## Exercise prompt
Could you rewrite everything in the listing below, from the line containing "Would you be so kind as to mark the mushroom-shaped" down to the end of the listing, as a numbered list with blank lines left out?

___ Data section

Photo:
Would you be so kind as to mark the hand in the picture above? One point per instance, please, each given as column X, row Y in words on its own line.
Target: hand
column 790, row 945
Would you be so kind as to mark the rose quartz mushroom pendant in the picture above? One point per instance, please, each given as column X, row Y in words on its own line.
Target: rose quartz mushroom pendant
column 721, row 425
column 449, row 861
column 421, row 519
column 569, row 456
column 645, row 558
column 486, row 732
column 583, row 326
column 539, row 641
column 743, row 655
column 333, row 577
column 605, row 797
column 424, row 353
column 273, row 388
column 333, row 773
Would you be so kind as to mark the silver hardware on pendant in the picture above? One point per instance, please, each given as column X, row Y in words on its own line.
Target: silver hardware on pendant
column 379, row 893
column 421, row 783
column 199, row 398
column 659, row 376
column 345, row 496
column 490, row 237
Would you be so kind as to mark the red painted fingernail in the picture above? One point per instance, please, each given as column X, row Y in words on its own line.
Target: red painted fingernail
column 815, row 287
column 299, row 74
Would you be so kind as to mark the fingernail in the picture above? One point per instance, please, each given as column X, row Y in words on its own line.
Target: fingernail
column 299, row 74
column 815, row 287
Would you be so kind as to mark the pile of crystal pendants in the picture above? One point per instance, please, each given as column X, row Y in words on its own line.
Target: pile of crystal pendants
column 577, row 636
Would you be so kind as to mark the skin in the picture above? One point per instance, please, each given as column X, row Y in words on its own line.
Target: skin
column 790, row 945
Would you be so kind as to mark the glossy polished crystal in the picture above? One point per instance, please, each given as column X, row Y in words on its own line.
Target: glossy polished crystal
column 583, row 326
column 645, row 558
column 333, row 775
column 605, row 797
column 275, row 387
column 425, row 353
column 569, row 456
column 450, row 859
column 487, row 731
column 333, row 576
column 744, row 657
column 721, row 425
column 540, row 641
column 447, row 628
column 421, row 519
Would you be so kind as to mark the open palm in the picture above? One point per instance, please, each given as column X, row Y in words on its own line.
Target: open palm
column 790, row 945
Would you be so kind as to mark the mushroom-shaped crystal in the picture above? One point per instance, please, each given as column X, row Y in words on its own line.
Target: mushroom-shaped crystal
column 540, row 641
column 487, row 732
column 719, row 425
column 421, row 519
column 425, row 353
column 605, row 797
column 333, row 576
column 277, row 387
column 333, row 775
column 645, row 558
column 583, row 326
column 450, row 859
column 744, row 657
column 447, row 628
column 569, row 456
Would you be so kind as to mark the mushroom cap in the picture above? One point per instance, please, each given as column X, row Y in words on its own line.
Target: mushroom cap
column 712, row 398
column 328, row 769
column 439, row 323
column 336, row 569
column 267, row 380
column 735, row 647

______

## Response
1. Would you be so kind as to mark the mushroom-shaped crystal in the picture above? One point per instance, please, each given as column X, row Y in words on its own line.
2. Target: mushroom-shaped crystal
3. column 540, row 641
4. column 487, row 732
5. column 719, row 425
6. column 421, row 519
7. column 425, row 353
8. column 605, row 797
9. column 333, row 576
10. column 277, row 387
11. column 333, row 775
12. column 645, row 558
13. column 583, row 326
14. column 450, row 859
15. column 744, row 657
16. column 447, row 628
17. column 569, row 456
18. Would you be so kind as to mark the mushroom cap in the picture above? One point per instance, please, each given as column X, row Y in words on its own line.
19. Target: mushroom cap
20. column 712, row 398
21. column 328, row 769
22. column 439, row 323
23. column 336, row 569
24. column 267, row 380
25. column 735, row 647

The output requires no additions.